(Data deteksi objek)

========================================

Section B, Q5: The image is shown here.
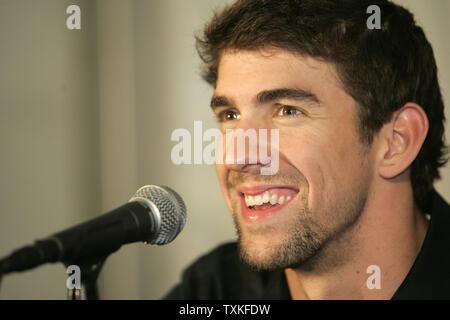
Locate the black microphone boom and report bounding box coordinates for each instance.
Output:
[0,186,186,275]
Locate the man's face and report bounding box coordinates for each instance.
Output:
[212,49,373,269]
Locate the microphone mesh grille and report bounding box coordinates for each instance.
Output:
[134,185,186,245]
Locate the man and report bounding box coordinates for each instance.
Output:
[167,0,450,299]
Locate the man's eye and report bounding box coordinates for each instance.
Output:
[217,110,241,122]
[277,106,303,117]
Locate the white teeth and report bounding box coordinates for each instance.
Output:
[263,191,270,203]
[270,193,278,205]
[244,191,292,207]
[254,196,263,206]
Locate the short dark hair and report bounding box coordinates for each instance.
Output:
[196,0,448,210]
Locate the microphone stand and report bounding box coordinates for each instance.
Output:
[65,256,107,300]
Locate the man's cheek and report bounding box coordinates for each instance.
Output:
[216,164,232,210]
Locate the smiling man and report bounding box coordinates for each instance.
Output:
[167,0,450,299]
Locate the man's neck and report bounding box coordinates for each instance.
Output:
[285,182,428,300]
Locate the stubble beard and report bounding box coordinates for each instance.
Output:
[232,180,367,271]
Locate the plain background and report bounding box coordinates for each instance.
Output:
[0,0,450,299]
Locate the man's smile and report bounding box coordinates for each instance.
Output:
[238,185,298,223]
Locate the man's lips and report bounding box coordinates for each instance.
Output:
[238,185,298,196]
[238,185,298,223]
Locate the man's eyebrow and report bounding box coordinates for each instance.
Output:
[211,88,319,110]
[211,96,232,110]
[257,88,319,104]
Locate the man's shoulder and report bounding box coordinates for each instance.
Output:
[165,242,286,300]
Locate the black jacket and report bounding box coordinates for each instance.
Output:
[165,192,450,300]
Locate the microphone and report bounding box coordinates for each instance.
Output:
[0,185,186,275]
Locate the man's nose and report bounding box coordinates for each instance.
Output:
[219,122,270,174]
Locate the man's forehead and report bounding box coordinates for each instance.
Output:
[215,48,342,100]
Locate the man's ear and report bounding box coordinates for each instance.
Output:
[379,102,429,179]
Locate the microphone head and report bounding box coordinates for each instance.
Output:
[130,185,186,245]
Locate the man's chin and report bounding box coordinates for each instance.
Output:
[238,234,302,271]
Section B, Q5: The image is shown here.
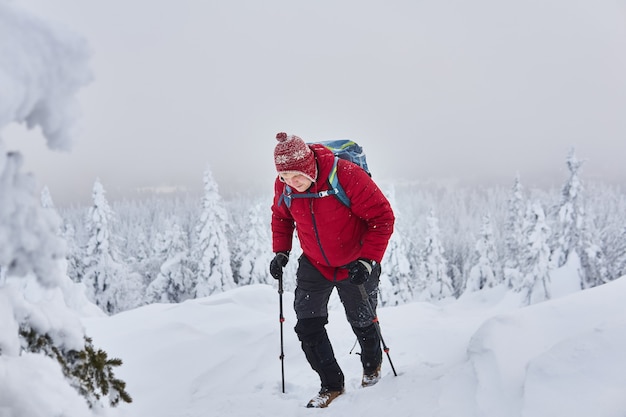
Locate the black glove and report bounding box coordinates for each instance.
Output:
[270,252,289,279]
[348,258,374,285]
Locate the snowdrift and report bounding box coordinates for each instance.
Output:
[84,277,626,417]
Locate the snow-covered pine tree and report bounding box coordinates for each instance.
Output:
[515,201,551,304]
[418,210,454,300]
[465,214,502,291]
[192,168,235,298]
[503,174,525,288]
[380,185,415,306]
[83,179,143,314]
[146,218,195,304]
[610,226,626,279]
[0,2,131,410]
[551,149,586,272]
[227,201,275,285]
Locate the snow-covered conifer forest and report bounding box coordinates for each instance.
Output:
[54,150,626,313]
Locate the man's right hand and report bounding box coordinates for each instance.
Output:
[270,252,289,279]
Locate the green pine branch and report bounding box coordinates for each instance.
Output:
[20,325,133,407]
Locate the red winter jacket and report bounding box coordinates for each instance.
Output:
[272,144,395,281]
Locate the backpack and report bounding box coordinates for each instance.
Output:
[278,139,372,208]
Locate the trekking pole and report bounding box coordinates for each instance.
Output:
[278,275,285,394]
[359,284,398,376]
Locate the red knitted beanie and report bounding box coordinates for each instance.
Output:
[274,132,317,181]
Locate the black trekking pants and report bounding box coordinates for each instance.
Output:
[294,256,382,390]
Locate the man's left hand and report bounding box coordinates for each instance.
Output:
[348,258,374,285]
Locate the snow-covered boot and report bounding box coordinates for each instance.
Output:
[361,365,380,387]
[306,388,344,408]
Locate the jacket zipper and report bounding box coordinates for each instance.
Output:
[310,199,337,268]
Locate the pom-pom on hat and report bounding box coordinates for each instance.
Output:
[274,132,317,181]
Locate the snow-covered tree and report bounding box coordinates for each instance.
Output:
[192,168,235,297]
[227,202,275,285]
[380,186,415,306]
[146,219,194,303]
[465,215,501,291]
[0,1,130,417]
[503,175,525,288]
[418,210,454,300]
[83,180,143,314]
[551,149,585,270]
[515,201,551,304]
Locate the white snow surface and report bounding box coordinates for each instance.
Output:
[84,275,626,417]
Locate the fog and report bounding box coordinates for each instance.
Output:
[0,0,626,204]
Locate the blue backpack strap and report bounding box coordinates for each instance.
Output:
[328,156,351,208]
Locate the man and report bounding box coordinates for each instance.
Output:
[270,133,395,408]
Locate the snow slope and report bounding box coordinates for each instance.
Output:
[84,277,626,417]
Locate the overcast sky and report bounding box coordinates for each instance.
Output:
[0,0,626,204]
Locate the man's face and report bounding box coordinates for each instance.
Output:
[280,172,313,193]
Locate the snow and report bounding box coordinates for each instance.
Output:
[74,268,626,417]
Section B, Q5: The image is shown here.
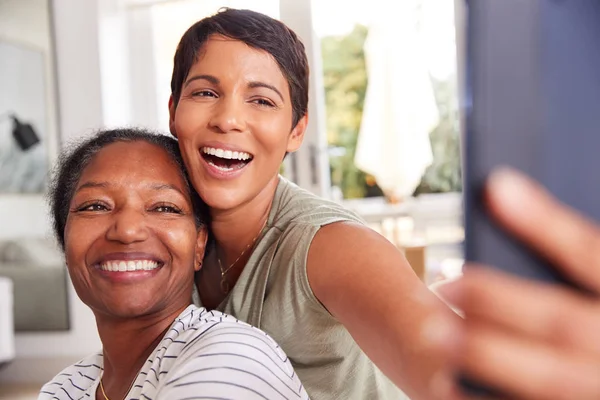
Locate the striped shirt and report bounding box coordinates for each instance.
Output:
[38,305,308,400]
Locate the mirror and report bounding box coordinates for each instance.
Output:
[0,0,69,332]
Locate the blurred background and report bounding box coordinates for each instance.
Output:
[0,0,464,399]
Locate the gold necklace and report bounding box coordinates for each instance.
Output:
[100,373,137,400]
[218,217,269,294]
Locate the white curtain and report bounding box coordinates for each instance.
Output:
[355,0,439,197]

========================================

> PETUNJUK LATIHAN
Tulis ulang semua baris dalam data di atas sebagai daftar bernomor tanpa baris kosong. Baris gambar jangan dimasukkan ke jawaban.

> JAWABAN YANG DIHARAPKAN
1. Section B, Q5: The image is shown here.
2. Locate the black microphone boom and report bounding box coordinates for each instance.
3. Output:
4. [0,186,186,275]
5. Locate the man's face and report bounding box coordinates for each instance.
6. Output:
7. [212,49,373,269]
8. Locate the microphone mesh grille and report bounding box coordinates for each instance.
9. Output:
10. [134,185,186,245]
11. Locate the man and report bounding box coordinates for each instance.
12. Output:
13. [167,0,450,299]
14. Locate the man's eye and report bounding box coordinates for each instance.
15. Output:
16. [217,110,241,122]
17. [277,106,303,117]
18. Locate the white teeth and report bounding box coordinates for each instance.
19. Output:
20. [263,191,270,203]
21. [270,193,278,205]
22. [244,191,292,207]
23. [254,196,263,206]
24. Locate the short dark hair and report bounding box coordinates for each instance.
25. Output:
26. [196,0,448,210]
27. Locate the microphone stand and report bounding box coordinates for each instance.
28. Output:
29. [65,256,107,300]
30. Locate the man's cheek and report bounding box coordinates for each instance.
31. Output:
32. [216,164,232,210]
33. Locate the smiling man and report bounding box coordinates for each instance.
34. Output:
35. [167,0,450,299]
36. Locate the man's neck and report bounding box coordinates for each instance.
37. Output:
38. [285,182,428,300]
39. Locate the stubble beard and report bounding box coordinates for each instance.
40. Output:
41. [232,180,367,271]
42. Locate the plain background and report bounding box coordinates for each instance.
43. Output:
44. [0,0,450,299]
45. Locate the man's smile and report bounding box coordinates for each instance.
46. Output:
47. [238,185,298,223]
48. Locate the man's lips and report bounding box coordinates for each instance.
49. Output:
50. [238,185,298,196]
51. [238,185,298,223]
52. Locate the man's eyebrow and report bounding box coordinates for each instance.
53. Output:
54. [211,88,319,110]
55. [211,96,232,110]
56. [257,88,319,104]
57. Locate the man's shoulder and report bounding box coordinates for each instance.
58. Output:
59. [165,242,286,300]
60. Locate the black jacket and report bounding box coordinates for each instance.
61. Output:
62. [165,192,450,300]
63. Locate the microphone and report bounding box coordinates for each instance.
64. Output:
65. [0,185,186,275]
66. Locate the man's nose and report bounding box coordinates for each instance.
67. Output:
68. [219,122,270,174]
69. Locate the man's forehead and report bounding box coordinates for each instance.
70. Output:
71. [215,48,342,100]
72. Locate the man's ear and report bounding box coordinates for each instance.
73. Output:
74. [379,102,429,179]
75. Locate the microphone head and report bounding box coordinates for each instance.
76. Output:
77. [130,185,186,245]
78. Locate the man's chin and report bounding box coordinates for each instance.
79. Output:
80. [238,234,302,271]
81. Section B, Q5: The image is shown here.
82. Locate the black glove and report bounding box coordinates for each instance.
83. Output:
84. [270,252,289,279]
85. [348,258,374,285]
86. Locate the snowdrift and report bounding box coordinates for each instance.
87. Output:
88. [84,277,626,417]
89. Locate the snow-covered pine tree and report bounding box coordinates for each instance.
90. Output:
91. [515,201,551,304]
92. [418,210,454,300]
93. [465,214,502,291]
94. [192,168,235,298]
95. [503,174,525,288]
96. [380,185,415,306]
97. [83,179,143,314]
98. [146,218,195,304]
99. [610,226,626,279]
100. [0,2,131,410]
101. [551,149,586,272]
102. [227,201,275,285]
103. Locate the snow-covered conifer forest and report bounding box coordinates for each instance.
104. Output:
105. [54,150,626,313]
106. Locate the man's right hand and report bounding box coordinates for each instance.
107. Output:
108. [270,252,289,279]
109. Locate the green pine branch and report bounding box coordinates for each instance.
110. Output:
111. [20,325,133,407]
112. Locate the red winter jacket and report bounding box coordinates for each instance.
113. Output:
114. [272,144,395,281]
115. Locate the backpack and report bounding box coordinates for each instance.
116. Output:
117. [278,139,372,208]
118. Locate the trekking pole and report bounding box coordinates for each instance.
119. Output:
120. [278,275,285,394]
121. [359,284,398,376]
122. Locate the red knitted beanie and report bounding box coordinates for each instance.
123. Output:
124. [274,132,317,181]
125. Locate the black trekking pants and report bounding box coordinates for each instance.
126. Output:
127. [294,256,382,390]
128. Locate the man's left hand and report bounding box coordinates for each instance.
129. Output:
130. [348,258,374,285]
131. Locate the snow-covered boot and report bounding box coordinates for each instance.
132. Output:
133. [361,365,380,387]
134. [306,388,344,408]
135. Locate the jacket zipper and report bounding box coordinates for each instance.
136. Output:
137. [310,199,337,268]
138. Locate the pom-pom on hat and report bounding box coordinates for each instance.
139. Output:
140. [274,132,317,181]
141. Locate the snow-covered tree and report bounding box coordinates for each instance.
142. Output:
143. [192,168,235,297]
144. [227,202,275,285]
145. [380,186,415,306]
146. [146,219,194,303]
147. [465,215,501,291]
148. [0,1,130,417]
149. [503,175,525,288]
150. [418,210,454,300]
151. [83,180,143,314]
152. [551,149,585,270]
153. [515,201,551,304]
154. Locate the white snow surface and report bounding box coordinates for each instance.
155. Output:
156. [84,275,626,417]
157. Locate the fog and report bounding box coordinates for each instance.
158. Output:
159. [0,0,626,204]
160. Locate the blue backpack strap and report bounding box coordinates for each instance.
161. Output:
162. [328,156,351,208]
163. Locate the man and report bounding box coordinates for each instance.
164. Output:
165. [270,133,395,408]
166. Locate the snow slope and report bounding box coordinates for each instance.
167. Output:
168. [84,277,626,417]
169. Locate the overcast sky and report bounding box coordinates for each instance.
170. Output:
171. [0,0,626,204]
172. Locate the man's face and report bounding box coordinates for each instance.
173. Output:
174. [280,172,313,193]
175. Locate the snow and report bounding box coordinates for each instance.
176. Output:
177. [74,268,626,417]
178. Section B, Q5: The image is shown here.
179. Locate the striped shirt and report bounding box coordinates for each instance.
180. Output:
181. [38,305,308,400]
182. Locate the mirror and report bounding box coordinates for each instance.
183. Output:
184. [0,0,69,332]
185. Locate the blurred background and report bounding box coordinates for each instance.
186. Output:
187. [0,0,464,399]
188. Locate the gold necklace and report bounding box coordinates for each instance.
189. Output:
190. [100,373,137,400]
191. [218,217,269,294]
192. Locate the white curtain and report bounding box coordinates for each instance.
193. Output:
194. [355,0,439,197]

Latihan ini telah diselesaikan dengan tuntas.